## Task details
Can you render the lines as a numbered list, starting with the line containing "Please locate the house" and continuing through the last line, and leaving out any blank lines?

======== Record list ========

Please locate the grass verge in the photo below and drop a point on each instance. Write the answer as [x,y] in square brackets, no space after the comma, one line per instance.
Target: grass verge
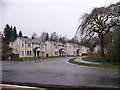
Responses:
[37,58]
[104,65]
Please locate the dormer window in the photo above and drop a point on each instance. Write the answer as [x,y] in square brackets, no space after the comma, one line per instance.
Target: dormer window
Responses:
[29,44]
[42,45]
[22,44]
[56,46]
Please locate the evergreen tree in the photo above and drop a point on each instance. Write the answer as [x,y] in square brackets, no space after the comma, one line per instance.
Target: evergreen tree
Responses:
[20,34]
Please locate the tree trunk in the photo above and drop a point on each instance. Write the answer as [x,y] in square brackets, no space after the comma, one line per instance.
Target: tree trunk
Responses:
[102,46]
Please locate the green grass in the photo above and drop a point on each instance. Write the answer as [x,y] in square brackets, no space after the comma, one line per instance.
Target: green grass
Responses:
[36,58]
[105,65]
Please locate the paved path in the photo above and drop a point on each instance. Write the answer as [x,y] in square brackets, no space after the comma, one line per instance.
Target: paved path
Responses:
[83,61]
[58,72]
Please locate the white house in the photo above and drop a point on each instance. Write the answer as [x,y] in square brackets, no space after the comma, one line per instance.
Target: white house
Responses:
[27,47]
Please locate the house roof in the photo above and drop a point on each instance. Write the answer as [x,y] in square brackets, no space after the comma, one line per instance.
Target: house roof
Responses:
[36,40]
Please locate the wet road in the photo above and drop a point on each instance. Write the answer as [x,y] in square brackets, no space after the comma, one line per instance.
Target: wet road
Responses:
[58,72]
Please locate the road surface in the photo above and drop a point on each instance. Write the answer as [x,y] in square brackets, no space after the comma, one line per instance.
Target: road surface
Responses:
[58,71]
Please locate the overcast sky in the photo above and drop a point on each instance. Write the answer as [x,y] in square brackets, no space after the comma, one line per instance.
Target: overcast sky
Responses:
[61,16]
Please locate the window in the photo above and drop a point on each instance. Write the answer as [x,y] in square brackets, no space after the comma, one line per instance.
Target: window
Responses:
[22,44]
[42,45]
[29,53]
[22,53]
[29,44]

========

## In response
1. Please locate the house roof in the photo above and drop a point on each instance. Write the answer as [x,y] in square brackets, no space after the comma, one line per instance.
2. Target: house roof
3. Responses:
4. [36,40]
5. Please locate the wet road in the photo above and drop a point on each instance. Write the answer as [x,y] in square brackets, no space after the comma, one line per instance.
6. Target: wet road
7. Responses:
8. [58,72]
9. Please locate the road surface in the photo above and drop a point on each instance. Write the answer as [x,y] in square brackets, no space after the comma, one line per instance.
10. Target: road surface
11. Responses:
12. [58,71]
13. Please locate the overcast sky in the photo above and drop a point on each instance. Write the answer as [x,y] in square brackets, no space after the comma, one line per instance.
14. Target: overcast sky
15. Responses:
16. [61,16]
17. Please locate the window in the photo above and drop a point on each instance. Write the answer as [x,y] in square brackets, no space after the comma, one line per instance.
18. Target: window
19. Responses:
20. [22,44]
21. [42,45]
22. [29,53]
23. [22,53]
24. [29,44]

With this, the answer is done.